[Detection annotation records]
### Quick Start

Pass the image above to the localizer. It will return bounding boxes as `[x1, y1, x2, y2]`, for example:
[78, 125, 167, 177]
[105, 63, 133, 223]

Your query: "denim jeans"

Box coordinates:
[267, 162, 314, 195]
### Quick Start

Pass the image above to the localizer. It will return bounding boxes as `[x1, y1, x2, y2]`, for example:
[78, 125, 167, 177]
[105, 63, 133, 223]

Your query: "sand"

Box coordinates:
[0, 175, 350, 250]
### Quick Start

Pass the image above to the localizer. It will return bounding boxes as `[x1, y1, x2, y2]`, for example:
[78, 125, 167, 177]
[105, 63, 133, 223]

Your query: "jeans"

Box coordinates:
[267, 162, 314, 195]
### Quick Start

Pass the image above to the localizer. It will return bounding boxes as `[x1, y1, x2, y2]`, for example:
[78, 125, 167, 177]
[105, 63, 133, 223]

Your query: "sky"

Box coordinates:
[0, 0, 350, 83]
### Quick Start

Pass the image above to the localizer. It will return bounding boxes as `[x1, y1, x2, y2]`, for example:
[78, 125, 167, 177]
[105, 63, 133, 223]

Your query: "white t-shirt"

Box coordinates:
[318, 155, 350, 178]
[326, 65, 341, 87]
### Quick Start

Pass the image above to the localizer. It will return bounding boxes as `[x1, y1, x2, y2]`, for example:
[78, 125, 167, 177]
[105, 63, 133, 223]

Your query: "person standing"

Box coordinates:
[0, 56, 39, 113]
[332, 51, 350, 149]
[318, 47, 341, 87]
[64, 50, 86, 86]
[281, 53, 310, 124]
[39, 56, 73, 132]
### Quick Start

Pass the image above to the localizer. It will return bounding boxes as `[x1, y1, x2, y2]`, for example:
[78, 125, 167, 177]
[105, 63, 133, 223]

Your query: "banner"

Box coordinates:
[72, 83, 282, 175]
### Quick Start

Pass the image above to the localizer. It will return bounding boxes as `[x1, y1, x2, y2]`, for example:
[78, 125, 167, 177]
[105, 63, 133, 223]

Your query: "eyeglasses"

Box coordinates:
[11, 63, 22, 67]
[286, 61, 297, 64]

◆ Problem to work on: Copy all of the records above word for word and line for line, leaving nothing out and changing nothing.

◆ Reply to the exercise:
### Quick Start

Pass the image above to the localizer. It will return bounding boxes as `[x1, y1, x2, y2]`, for example:
[78, 125, 167, 177]
[105, 63, 133, 223]

Your query: "denim jeans"

Box coordinates:
[267, 162, 314, 195]
### Quick Start

Pass the image above to the localizer. It will return bounding boxes as `[x1, y1, x2, y2]`, for example:
[78, 125, 167, 177]
[105, 63, 133, 223]

Your query: "sand"

Box coordinates:
[0, 175, 350, 250]
### Quick Start

Pass the image above to the localizer. It will return bounding boxes as `[x1, y1, x2, y2]`, for example:
[78, 125, 167, 177]
[105, 63, 133, 223]

Your query: "jeans"

Box coordinates:
[267, 162, 314, 195]
### Quick Start

Pass the image above to the localizer. It will return bounding boxes as `[x1, y1, x2, y2]`, for example:
[78, 125, 167, 177]
[105, 63, 133, 223]

Your query: "sky"

Box coordinates:
[0, 0, 350, 83]
### Quick Start

Pass the image above to the localizer. It will return bounding boxes as `[x1, y1, x2, y2]`, for example:
[78, 125, 167, 177]
[105, 63, 133, 223]

Your query: "white t-shirt"

Box coordinates:
[318, 155, 350, 178]
[326, 65, 341, 87]
### Quick Start

Pass the image above to the localizer. It will return bounding boxes as `[x1, y1, x2, y2]`, for example:
[78, 125, 167, 177]
[105, 63, 133, 223]

Your query: "person standing"

Box coordinates:
[0, 56, 39, 113]
[332, 51, 350, 149]
[318, 47, 341, 87]
[64, 50, 86, 86]
[281, 53, 310, 124]
[39, 56, 73, 132]
### Quick Start

Pass the image above to the localizer. It will return bounding boxes as `[x1, y1, x2, y2]`, for example:
[78, 125, 167, 177]
[105, 63, 133, 223]

Your query: "banner"

Box coordinates:
[72, 83, 282, 175]
### Quick Start

Pass the image above to the localizer. It will return bounding boxes as `[x1, y1, x2, y2]`, for example:
[78, 125, 167, 177]
[105, 63, 133, 223]

Your query: "eyeglasses"

Box coordinates:
[11, 63, 22, 67]
[286, 61, 297, 64]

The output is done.